What to work on:
Transcribe the listing below only from the line with "car with a dot." up to and including the line with "Phrase: airplane tail fin".

── Input data ──

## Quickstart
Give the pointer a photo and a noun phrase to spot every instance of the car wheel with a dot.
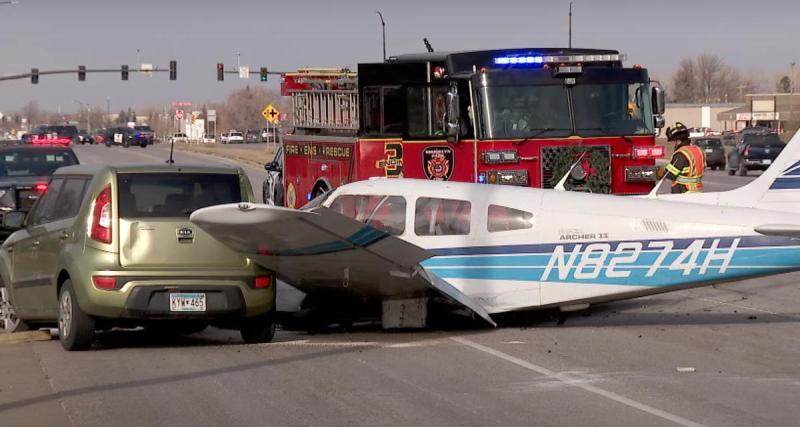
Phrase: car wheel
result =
(742, 170)
(9, 322)
(259, 329)
(75, 328)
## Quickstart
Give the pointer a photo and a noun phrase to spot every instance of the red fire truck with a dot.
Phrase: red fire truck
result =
(523, 117)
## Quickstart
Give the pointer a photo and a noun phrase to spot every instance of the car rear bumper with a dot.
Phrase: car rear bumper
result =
(146, 296)
(153, 303)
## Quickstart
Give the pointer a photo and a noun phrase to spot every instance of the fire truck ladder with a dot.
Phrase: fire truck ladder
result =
(330, 103)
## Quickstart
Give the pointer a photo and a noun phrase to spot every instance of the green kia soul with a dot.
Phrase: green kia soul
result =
(110, 246)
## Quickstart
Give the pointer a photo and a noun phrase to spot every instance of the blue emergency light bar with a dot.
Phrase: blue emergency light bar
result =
(554, 59)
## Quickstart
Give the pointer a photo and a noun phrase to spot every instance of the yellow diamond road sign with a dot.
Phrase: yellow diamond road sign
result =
(271, 113)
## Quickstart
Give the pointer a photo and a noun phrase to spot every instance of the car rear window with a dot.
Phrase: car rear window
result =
(769, 139)
(709, 143)
(155, 195)
(34, 162)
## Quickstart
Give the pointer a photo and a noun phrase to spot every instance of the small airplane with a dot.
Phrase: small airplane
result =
(493, 249)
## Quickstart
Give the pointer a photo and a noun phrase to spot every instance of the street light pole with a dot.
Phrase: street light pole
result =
(383, 28)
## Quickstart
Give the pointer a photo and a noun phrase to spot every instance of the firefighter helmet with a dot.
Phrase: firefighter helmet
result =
(678, 133)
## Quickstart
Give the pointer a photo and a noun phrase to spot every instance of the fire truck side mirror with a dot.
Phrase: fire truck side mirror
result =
(272, 166)
(453, 113)
(659, 100)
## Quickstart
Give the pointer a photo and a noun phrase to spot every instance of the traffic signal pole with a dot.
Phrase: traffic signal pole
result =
(79, 71)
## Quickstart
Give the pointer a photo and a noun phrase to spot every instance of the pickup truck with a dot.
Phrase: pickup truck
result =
(756, 151)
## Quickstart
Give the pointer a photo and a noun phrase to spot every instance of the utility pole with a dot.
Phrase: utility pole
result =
(570, 25)
(383, 28)
(791, 96)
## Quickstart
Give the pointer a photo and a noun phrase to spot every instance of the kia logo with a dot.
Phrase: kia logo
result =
(185, 233)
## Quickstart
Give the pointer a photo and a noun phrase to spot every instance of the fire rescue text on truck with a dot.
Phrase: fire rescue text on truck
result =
(515, 117)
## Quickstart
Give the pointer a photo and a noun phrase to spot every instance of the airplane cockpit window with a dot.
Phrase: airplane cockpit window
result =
(442, 217)
(386, 213)
(502, 218)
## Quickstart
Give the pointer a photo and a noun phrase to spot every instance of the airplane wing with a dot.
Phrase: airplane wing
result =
(782, 230)
(320, 250)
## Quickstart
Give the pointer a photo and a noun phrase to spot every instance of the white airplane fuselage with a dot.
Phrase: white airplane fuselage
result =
(584, 248)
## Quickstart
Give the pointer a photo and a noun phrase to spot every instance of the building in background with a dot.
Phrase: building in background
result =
(699, 115)
(778, 111)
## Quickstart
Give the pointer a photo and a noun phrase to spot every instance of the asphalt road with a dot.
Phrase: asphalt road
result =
(722, 356)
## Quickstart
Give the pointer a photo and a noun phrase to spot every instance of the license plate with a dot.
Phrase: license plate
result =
(187, 302)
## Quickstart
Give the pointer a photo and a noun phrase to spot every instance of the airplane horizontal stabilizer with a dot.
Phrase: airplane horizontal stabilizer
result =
(320, 251)
(783, 230)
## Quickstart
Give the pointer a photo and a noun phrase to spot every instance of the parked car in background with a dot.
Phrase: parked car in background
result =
(85, 137)
(178, 137)
(144, 134)
(174, 278)
(24, 172)
(756, 151)
(252, 136)
(235, 137)
(123, 136)
(714, 151)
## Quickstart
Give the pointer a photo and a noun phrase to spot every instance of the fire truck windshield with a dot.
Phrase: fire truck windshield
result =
(542, 109)
(525, 111)
(612, 109)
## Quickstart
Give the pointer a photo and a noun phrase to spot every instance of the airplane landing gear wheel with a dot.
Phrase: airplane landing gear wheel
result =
(9, 322)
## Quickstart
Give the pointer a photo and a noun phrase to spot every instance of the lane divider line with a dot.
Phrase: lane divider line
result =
(570, 380)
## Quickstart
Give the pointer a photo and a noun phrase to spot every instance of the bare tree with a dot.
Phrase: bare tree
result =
(684, 82)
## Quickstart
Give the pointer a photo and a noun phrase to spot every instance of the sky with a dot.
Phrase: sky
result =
(755, 36)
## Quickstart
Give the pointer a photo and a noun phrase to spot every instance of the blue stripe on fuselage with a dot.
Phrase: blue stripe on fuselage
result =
(753, 256)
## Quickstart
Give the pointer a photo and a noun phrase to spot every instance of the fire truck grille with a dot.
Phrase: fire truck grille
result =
(592, 175)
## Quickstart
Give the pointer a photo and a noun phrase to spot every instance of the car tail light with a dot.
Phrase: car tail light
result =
(104, 282)
(101, 217)
(648, 152)
(262, 282)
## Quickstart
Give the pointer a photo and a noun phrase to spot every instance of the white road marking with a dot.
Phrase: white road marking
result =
(570, 380)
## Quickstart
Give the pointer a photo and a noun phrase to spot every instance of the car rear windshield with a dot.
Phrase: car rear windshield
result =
(40, 162)
(768, 139)
(156, 195)
(709, 143)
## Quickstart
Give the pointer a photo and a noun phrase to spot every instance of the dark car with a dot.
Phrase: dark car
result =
(756, 151)
(123, 136)
(24, 173)
(144, 134)
(714, 151)
(252, 136)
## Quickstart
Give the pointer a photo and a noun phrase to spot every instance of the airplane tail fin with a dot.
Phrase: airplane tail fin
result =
(778, 188)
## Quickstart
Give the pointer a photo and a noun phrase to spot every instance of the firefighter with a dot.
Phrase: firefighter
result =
(685, 169)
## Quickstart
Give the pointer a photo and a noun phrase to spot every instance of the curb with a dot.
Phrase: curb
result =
(23, 337)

───

Exercise output:
Give the pointer a photo and a noun phrase to spot every instance of the dark car with a dot.
Phrase: dark car
result =
(756, 151)
(123, 136)
(24, 173)
(144, 134)
(714, 151)
(252, 136)
## Quickstart
Give the pointer a photo and a noun phrase to spot every instance of the airplane tail fin with a dot.
Phrase: airplane tail fin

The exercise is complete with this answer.